> Ваши задания:
1. Какие страны называет Андрей Измайлов в исходном документе о войнах середины века? Перечислите все.
2. Какой, по мнению Андрея Измайлова, окажется победа в такой войне согласно исходному документу о войнах середины века?
3. Соответствуют ли исходному документу о войнах середины века следующие утверждения? (a) По словам Олега Дивова, иракцы плохо справлялись с маскировкой. (b) Олег Дивов говорит, что «Абрамсы» хорошо горят. (c) Андрей Измайлов подробно излагает сценарий каждой из названных войн. Для каждого ответьте «да» или «нет» и приведите решающие слова документа.

> Исходный документ:

##########

Николай Романецкий - Тринадцать мнений о нашем пути
28. Вопрос: Какими вы видите гипотетические войны середины нынешнего века?
Олег Дивов: Очень аккуратные локальные войны с очень высокой ролью отдельного бойца. Американцы так легко выиграли в Ираке не в последнюю очередь за счет блестящей выучки танковых экипажей, особенно наводчиков. «Абрамсы» прекрасно горят, только надо в них попасть. Но иракцы элементарно не имели достаточной подготовки. Их танкисты тупо мазали, артиллеристы оказались плохи, даже гранатометчики зачастую не могли попасть во врага в упор. Это при неплохих результатах по маскировке: Ирак понимал, какая современная техника против него воюет. Только учебных стрельб они проводили не больше, чем у нас в Советской Армии. Если не меньше.
Андрей Измайлов: Смотря между кем и кем. Одно дело — война (тьфу-тьфу-тьфу) России с Украиной. Другое дело — война США с Ираном. Третье дело — война Китая с Японией. И совсем четвёртое дело — война Сомали с Габоном. В каждом случае — отдельный сценарий. Излагать их не стану за дефицитом печатной площади, но всяческие воплощённые варианты на любой вкус, цвет и размер гуляют по киноэкранам — типа фантастика. Самое забавное — потом, в жизни, когда и если вдруг случается, то весьма похоже на «экранные» версии. Не потому, что кинематографисты уж такие провидцы, а потому, что: вроде надо поступать так, вроде в кино видели. Хвост виляет собакой… Как бы там ни было, победа случится пиррова.

##########

> Строки данных:
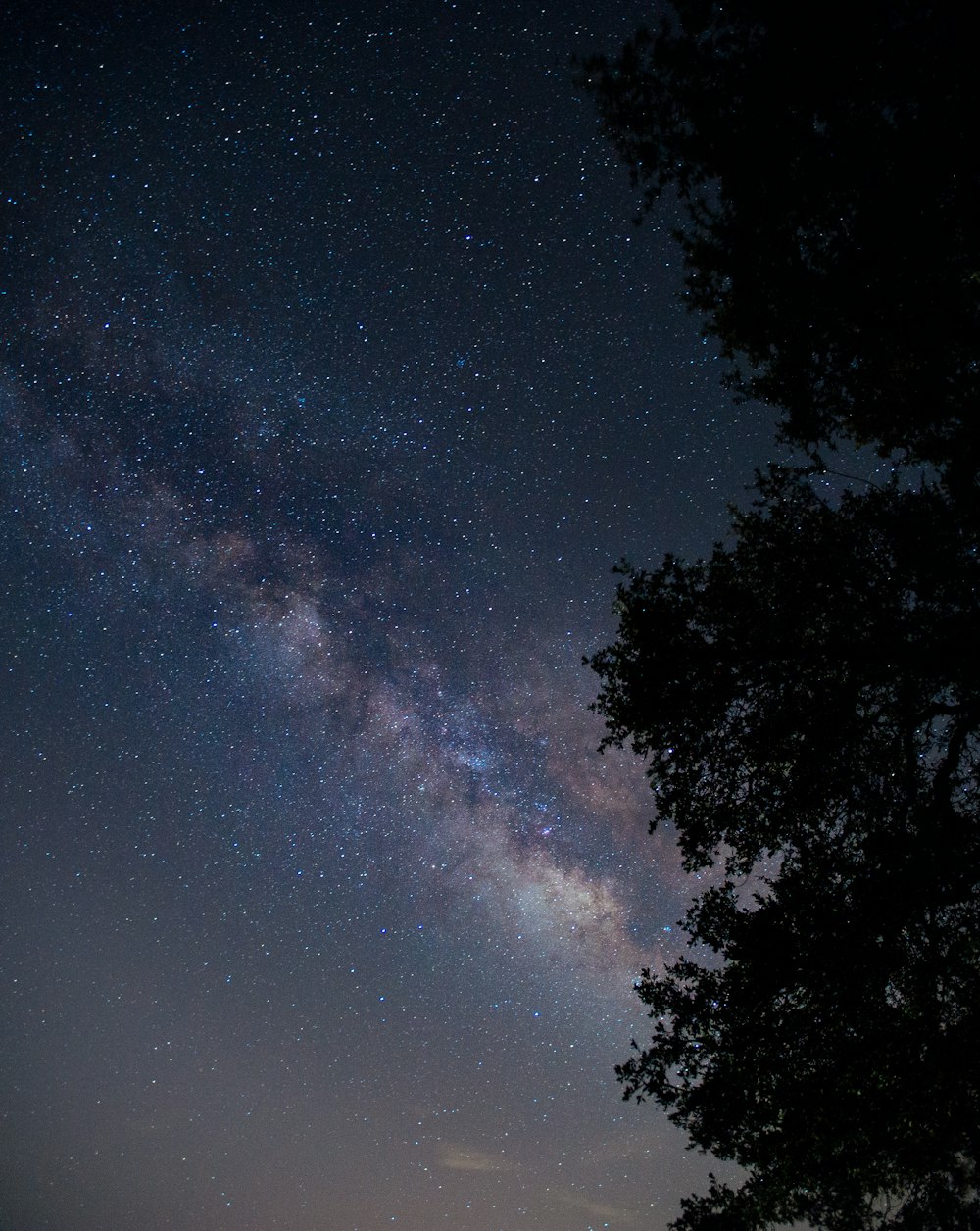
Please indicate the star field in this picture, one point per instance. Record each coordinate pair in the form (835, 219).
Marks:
(334, 380)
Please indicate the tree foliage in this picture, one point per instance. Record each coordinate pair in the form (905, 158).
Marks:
(808, 702)
(829, 170)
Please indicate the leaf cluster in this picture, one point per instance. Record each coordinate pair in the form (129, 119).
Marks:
(829, 172)
(810, 724)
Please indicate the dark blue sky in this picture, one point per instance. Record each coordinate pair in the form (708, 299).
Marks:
(334, 379)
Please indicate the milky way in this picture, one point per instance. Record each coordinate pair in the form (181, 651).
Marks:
(335, 378)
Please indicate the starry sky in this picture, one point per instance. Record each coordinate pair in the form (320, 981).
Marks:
(334, 379)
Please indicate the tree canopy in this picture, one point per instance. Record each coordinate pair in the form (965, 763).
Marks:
(811, 730)
(829, 170)
(808, 698)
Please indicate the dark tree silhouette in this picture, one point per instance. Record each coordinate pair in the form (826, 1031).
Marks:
(808, 702)
(827, 164)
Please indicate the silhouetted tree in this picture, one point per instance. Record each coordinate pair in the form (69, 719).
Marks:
(829, 169)
(808, 702)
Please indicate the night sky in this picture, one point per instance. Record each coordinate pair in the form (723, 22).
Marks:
(335, 378)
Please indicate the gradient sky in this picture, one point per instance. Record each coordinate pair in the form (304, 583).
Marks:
(335, 378)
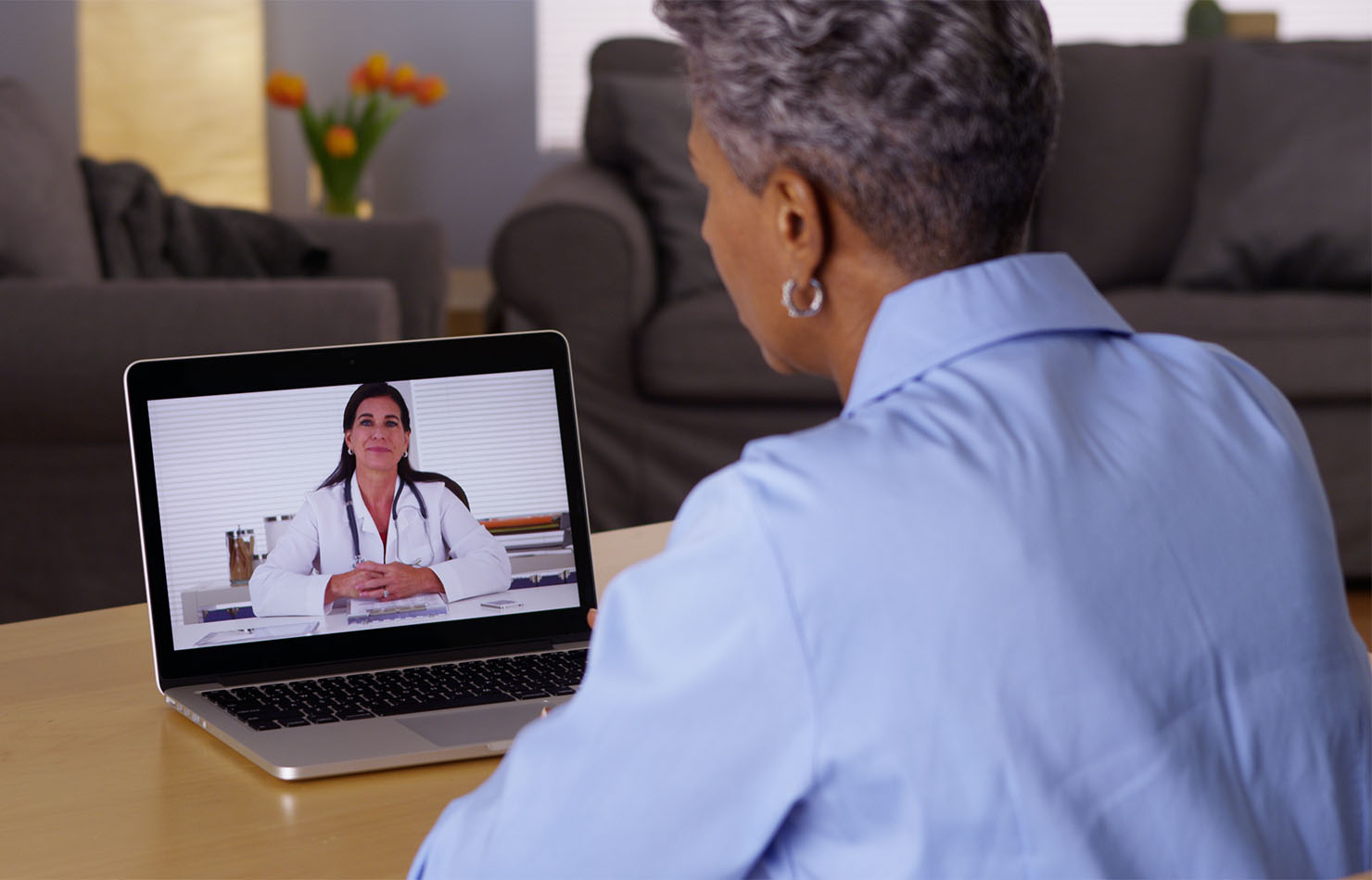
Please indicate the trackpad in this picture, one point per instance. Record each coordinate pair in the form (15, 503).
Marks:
(471, 728)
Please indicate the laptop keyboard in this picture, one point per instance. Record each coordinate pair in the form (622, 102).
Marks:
(403, 691)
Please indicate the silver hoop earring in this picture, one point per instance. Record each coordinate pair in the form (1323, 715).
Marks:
(788, 290)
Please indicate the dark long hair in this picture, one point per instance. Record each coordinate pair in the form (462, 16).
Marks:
(349, 463)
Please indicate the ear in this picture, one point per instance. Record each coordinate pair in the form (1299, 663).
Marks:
(800, 216)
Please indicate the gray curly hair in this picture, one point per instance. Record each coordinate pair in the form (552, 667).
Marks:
(929, 122)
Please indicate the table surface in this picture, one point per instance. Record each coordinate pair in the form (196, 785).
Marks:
(103, 779)
(100, 777)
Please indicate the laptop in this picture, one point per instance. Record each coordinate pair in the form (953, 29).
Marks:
(225, 451)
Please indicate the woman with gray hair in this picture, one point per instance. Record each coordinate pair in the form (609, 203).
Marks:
(1048, 597)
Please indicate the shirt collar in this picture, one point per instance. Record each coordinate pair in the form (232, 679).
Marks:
(946, 316)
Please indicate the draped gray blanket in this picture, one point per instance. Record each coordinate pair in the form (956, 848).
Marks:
(143, 232)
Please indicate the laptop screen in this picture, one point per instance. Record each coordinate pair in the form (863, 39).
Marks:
(232, 457)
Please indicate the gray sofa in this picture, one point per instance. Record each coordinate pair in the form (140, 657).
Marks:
(70, 528)
(1213, 190)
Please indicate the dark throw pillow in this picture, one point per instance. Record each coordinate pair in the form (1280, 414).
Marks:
(1285, 195)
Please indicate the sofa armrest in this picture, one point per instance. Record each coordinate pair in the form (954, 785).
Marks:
(577, 256)
(406, 251)
(63, 346)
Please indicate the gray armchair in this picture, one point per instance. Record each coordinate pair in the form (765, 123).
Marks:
(71, 533)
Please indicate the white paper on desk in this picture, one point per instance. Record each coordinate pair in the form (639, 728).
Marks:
(385, 608)
(251, 633)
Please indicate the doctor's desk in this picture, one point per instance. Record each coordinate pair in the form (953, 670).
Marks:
(103, 779)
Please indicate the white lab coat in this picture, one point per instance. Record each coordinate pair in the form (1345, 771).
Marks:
(319, 544)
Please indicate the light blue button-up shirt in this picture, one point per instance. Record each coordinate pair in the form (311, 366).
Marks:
(1049, 597)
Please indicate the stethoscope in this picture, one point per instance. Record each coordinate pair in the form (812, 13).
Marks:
(395, 505)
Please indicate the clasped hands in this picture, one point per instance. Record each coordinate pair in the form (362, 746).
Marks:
(386, 582)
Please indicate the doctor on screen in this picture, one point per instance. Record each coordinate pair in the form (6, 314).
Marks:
(376, 528)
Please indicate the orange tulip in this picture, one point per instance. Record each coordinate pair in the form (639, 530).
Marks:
(340, 142)
(286, 89)
(402, 80)
(429, 89)
(357, 82)
(376, 66)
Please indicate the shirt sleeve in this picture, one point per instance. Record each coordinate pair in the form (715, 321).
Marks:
(691, 737)
(285, 583)
(477, 563)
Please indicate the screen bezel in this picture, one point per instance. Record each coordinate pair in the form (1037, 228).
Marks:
(316, 367)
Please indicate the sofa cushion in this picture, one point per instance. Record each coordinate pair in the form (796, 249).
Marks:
(44, 224)
(1286, 169)
(694, 351)
(637, 120)
(1314, 345)
(1117, 191)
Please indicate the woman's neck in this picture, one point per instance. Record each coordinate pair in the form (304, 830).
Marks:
(377, 488)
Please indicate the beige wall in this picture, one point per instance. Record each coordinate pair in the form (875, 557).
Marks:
(177, 85)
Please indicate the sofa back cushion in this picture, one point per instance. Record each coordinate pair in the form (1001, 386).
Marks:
(44, 223)
(1118, 185)
(637, 120)
(1286, 171)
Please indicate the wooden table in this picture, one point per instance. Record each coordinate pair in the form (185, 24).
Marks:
(99, 777)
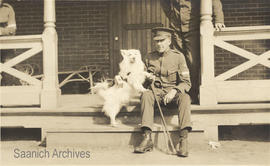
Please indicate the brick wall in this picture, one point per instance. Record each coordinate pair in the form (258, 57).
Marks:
(82, 28)
(244, 13)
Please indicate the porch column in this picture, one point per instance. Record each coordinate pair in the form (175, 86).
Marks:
(50, 90)
(207, 88)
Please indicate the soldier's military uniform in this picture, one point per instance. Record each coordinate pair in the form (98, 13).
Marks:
(7, 27)
(171, 72)
(184, 16)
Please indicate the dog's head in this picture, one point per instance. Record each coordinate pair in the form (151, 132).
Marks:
(131, 56)
(118, 81)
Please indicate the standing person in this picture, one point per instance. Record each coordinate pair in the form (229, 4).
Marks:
(7, 28)
(172, 82)
(184, 16)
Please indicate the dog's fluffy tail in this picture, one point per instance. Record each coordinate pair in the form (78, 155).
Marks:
(100, 88)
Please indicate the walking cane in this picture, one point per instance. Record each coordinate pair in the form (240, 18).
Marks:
(165, 131)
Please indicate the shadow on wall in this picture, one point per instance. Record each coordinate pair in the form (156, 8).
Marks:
(20, 133)
(245, 132)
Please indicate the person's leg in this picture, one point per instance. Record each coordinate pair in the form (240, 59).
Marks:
(184, 117)
(147, 112)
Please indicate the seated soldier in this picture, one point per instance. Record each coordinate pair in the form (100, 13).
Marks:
(172, 82)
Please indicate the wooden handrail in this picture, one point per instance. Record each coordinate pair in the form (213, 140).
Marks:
(246, 28)
(22, 37)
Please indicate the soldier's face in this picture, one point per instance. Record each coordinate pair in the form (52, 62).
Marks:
(162, 45)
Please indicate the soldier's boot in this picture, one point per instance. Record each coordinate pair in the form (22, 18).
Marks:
(147, 144)
(182, 146)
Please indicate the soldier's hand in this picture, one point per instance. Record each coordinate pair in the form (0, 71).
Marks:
(219, 26)
(169, 96)
(150, 76)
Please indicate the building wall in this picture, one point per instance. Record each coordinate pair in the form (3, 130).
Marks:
(82, 28)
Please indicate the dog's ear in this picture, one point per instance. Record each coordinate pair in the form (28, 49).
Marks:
(123, 53)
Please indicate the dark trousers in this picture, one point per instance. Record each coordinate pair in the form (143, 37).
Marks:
(148, 102)
(189, 44)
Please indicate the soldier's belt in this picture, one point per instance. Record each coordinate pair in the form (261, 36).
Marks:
(158, 84)
(3, 24)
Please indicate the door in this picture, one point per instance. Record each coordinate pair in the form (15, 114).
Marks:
(130, 27)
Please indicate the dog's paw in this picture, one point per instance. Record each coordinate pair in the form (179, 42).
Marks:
(115, 123)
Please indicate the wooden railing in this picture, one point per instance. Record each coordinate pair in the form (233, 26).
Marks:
(46, 92)
(216, 89)
(33, 43)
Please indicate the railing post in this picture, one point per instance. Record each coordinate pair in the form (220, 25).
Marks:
(208, 87)
(50, 90)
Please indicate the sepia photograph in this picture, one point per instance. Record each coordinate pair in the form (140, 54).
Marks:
(135, 82)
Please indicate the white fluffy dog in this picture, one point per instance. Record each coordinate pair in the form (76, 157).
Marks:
(115, 97)
(132, 69)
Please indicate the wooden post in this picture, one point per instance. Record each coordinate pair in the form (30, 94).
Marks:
(207, 88)
(50, 90)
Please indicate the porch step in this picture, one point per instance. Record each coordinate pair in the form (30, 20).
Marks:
(113, 137)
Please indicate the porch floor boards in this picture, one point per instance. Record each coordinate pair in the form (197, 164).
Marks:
(93, 103)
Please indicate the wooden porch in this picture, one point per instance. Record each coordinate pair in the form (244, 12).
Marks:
(222, 102)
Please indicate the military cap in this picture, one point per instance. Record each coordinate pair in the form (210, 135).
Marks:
(161, 33)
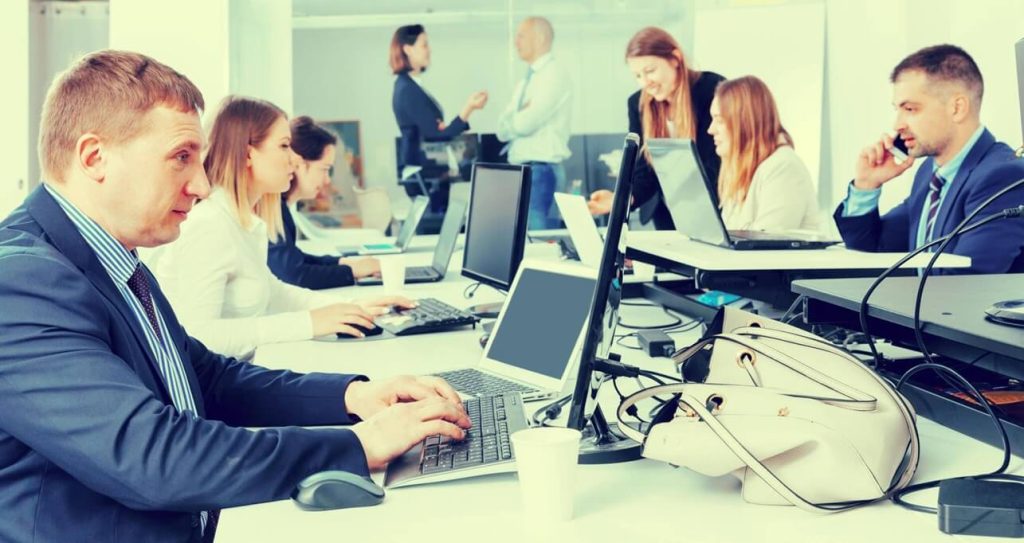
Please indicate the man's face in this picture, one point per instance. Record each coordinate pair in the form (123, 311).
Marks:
(924, 114)
(152, 181)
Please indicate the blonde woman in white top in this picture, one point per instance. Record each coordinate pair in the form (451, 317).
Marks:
(763, 184)
(215, 275)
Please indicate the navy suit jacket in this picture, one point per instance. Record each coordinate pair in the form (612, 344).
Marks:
(646, 191)
(294, 266)
(418, 114)
(994, 248)
(91, 448)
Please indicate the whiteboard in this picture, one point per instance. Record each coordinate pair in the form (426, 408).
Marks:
(783, 45)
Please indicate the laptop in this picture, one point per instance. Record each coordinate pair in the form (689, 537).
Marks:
(691, 204)
(583, 232)
(537, 336)
(406, 234)
(454, 218)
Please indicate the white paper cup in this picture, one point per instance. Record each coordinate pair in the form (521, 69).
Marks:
(393, 274)
(546, 459)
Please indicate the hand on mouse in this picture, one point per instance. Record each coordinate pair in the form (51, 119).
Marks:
(366, 399)
(338, 318)
(392, 431)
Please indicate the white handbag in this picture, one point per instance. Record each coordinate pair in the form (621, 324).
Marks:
(798, 420)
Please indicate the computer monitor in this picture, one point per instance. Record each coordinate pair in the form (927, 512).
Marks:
(601, 443)
(496, 228)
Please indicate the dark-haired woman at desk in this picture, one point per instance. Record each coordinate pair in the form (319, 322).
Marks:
(315, 148)
(674, 100)
(420, 117)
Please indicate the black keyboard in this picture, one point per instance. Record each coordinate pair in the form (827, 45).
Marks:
(495, 418)
(429, 316)
(474, 382)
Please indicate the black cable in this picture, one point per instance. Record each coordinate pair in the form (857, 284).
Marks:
(1008, 213)
(878, 281)
(897, 496)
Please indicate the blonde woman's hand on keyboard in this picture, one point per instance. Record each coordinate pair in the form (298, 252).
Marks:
(340, 318)
(390, 432)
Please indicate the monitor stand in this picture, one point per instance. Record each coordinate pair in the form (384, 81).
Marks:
(486, 310)
(603, 444)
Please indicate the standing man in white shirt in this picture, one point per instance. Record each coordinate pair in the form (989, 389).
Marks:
(537, 121)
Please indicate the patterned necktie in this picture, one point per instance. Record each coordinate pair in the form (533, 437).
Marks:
(522, 95)
(934, 195)
(140, 288)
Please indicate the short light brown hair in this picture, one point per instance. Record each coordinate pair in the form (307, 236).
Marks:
(107, 93)
(403, 36)
(242, 122)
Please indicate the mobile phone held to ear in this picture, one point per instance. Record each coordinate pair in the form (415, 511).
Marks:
(898, 150)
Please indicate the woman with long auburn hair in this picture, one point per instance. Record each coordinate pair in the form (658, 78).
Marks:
(674, 100)
(762, 184)
(215, 275)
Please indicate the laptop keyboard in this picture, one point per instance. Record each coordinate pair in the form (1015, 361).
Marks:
(474, 382)
(494, 418)
(429, 316)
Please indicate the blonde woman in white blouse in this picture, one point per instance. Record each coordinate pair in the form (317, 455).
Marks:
(763, 184)
(215, 275)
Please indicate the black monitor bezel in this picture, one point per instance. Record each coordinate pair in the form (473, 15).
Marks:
(609, 268)
(519, 241)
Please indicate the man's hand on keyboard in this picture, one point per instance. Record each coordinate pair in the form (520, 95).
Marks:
(392, 431)
(367, 399)
(383, 305)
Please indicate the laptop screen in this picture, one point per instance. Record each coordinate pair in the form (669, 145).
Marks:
(542, 322)
(416, 211)
(682, 181)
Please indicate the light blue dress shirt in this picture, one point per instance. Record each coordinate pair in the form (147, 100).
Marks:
(860, 202)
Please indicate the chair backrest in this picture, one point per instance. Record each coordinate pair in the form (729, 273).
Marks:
(375, 208)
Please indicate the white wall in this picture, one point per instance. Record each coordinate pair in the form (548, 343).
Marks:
(342, 73)
(14, 137)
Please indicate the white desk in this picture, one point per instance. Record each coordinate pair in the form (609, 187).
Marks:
(678, 248)
(643, 501)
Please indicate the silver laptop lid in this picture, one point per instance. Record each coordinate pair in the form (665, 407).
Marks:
(582, 228)
(540, 328)
(685, 189)
(416, 211)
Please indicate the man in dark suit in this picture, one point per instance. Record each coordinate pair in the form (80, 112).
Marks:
(115, 425)
(937, 92)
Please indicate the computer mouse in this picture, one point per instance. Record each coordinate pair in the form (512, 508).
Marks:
(368, 332)
(336, 490)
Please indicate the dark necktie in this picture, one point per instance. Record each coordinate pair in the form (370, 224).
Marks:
(139, 286)
(934, 195)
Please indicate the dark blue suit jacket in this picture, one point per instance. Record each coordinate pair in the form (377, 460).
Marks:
(418, 114)
(90, 446)
(994, 248)
(294, 266)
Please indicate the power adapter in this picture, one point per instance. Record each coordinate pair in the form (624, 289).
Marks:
(971, 506)
(655, 342)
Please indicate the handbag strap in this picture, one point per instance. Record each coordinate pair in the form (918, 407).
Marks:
(729, 441)
(811, 341)
(850, 398)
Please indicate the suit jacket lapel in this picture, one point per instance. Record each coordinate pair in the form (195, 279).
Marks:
(69, 241)
(985, 141)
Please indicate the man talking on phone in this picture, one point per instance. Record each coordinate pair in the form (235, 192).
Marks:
(937, 93)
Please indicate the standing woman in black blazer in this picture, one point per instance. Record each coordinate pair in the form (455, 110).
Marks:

##########

> Ответы по заданиям:
1. Россия, Украина, США, Иран, Китай, Япония, Сомали, Габон.

2. Пирровой.

3.
(a) Нет: «Это при неплохих результатах по маскировке».
(b) Да: «„Абрамсы“ прекрасно горят, только надо в них попасть».
(c) Нет: «Излагать их не стану за дефицитом печатной площади».